Set exercise: Pull out every line below that contains the string "water". Treat uppercase and lowercase as different.

-- BEGIN --

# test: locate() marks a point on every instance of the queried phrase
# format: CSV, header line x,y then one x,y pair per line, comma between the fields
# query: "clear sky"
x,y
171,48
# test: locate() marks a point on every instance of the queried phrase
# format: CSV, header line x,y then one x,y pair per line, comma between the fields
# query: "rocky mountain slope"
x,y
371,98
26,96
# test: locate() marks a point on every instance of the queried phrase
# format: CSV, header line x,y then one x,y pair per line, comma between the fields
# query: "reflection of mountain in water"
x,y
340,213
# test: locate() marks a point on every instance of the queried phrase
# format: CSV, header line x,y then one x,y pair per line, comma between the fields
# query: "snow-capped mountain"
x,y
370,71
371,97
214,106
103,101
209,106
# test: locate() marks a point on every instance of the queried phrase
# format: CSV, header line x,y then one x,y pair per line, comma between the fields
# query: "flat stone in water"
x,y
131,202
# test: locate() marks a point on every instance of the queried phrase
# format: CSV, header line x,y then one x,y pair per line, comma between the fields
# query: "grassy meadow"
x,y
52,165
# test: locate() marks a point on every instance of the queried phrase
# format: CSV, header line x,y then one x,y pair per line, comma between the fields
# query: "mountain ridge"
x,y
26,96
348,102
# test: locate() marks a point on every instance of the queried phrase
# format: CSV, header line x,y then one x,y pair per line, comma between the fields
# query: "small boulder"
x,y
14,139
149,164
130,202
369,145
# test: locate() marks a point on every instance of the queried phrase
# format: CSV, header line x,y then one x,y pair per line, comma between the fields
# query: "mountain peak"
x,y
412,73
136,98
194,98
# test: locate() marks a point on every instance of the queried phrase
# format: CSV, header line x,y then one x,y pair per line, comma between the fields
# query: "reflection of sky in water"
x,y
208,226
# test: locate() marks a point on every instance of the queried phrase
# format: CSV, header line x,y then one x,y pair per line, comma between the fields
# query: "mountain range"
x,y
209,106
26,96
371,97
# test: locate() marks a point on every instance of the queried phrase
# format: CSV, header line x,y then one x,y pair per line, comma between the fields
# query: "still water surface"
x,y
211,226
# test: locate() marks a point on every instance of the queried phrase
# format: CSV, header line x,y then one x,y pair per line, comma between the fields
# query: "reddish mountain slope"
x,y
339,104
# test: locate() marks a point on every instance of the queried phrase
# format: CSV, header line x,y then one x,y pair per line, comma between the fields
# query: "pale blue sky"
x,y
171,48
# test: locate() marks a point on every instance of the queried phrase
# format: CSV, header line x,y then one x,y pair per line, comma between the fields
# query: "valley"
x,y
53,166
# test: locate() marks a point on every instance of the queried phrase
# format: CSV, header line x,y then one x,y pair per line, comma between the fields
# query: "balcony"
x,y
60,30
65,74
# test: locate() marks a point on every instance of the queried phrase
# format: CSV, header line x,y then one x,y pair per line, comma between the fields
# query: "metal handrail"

-- END --

Response to this task:
# query: "reflection of mountain in water"
# query: "flat stone in water"
# query: "reflection of sky in water"
# query: "still water surface"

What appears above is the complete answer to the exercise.